Questions to answer:
**1)** Answer these questions using the text on wrongful dismissal damages:
(a) Which court heard Matthews vs. Ocean Nutrition Canada Ltd.?
(b) In which court was Roland Ruel vs. Air Canada heard?
(c) In Roland Ruel vs. Air Canada, which party did the firm act for?
**2)** Summarize the text on wrongful dismissal damages in two sentences.

Text provided:
==*==

Case includes rare ‘specific performance’ remedy when it comes to assessing wrongful dismissal damages
A little over a year ago, our firm had the privilege to successfully argue a case before the Supreme Court of Canada that dealt with an important principle of employment law.
In Matthews vs. Ocean Nutrition Canada Ltd., the Supreme Court addressed the question of an employee’s entitlements on termination.
While litigation is never certain, Matthews confirmed that employees are presumed to be awarded everything they would have been entitled to had they actually worked throughout the period of notice (i.e. months of severance) prescribed by the court unless the employment contract or plan clearly and unambiguously states otherwise.
We recently saw that ruling in action in another case in which we acted for the plaintiff, the Ontario Superior Court case of Roland Ruel vs. Air Canada, which involved some unique elements including a rare “specific performance” remedy when it comes to assessing wrongful dismissal damages.

==*==

Dataset content:

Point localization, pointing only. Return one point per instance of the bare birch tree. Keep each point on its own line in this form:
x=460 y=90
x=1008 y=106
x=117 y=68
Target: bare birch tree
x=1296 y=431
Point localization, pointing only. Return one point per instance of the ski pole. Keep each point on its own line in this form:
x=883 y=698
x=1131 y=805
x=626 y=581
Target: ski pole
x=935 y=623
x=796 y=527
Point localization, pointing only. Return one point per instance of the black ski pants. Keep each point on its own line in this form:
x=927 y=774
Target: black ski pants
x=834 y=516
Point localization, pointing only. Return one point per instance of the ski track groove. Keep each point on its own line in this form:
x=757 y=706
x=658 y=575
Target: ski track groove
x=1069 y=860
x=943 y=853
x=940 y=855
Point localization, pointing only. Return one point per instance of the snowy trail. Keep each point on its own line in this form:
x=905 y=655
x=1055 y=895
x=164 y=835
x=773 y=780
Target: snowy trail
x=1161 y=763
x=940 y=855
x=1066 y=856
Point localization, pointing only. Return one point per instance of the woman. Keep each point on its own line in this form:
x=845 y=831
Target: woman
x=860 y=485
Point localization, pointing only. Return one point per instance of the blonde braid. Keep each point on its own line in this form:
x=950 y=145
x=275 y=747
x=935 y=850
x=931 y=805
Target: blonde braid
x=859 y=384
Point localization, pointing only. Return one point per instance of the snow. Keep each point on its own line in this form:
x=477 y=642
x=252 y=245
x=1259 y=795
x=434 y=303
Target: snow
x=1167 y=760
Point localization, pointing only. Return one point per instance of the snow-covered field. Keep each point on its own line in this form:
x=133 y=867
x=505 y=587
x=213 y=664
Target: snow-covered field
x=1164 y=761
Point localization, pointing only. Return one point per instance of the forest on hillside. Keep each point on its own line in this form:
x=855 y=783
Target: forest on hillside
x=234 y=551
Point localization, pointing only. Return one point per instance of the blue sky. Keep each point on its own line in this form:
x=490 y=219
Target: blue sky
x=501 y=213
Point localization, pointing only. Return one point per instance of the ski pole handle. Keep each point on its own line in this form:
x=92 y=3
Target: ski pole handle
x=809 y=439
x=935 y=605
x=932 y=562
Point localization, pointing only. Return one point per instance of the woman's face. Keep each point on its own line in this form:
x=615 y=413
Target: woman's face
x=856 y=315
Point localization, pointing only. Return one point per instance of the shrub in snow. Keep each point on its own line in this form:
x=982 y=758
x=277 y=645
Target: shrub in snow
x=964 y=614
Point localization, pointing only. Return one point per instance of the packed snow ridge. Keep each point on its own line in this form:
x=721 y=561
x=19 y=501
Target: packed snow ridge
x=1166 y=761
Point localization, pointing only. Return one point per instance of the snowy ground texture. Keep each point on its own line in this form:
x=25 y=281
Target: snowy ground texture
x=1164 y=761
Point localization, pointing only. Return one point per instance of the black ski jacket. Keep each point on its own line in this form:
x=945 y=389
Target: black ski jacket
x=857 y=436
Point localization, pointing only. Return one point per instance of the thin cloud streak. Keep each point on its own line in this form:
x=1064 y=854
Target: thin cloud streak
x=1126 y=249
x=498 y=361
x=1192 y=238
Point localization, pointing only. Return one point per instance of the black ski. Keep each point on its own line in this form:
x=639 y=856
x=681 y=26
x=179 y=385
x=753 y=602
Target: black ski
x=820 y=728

==*==

Answers by task:
**1)**
(a) The Supreme Court of Canada.
(b) The Ontario Superior Court.
(c) The plaintiff.

**2)** In Matthews vs. Ocean Nutrition Canada Ltd., argued by the firm before the Supreme Court of Canada, the Court confirmed that dismissed employees are presumed entitled to everything they would have received had they worked through the court-prescribed notice period, unless the employment contract or plan clearly and unambiguously states otherwise. The firm saw that ruling applied in Roland Ruel vs. Air Canada, an Ontario Superior Court case in which it acted for the plaintiff and which included a rare "specific performance" remedy in assessing wrongful dismissal damages.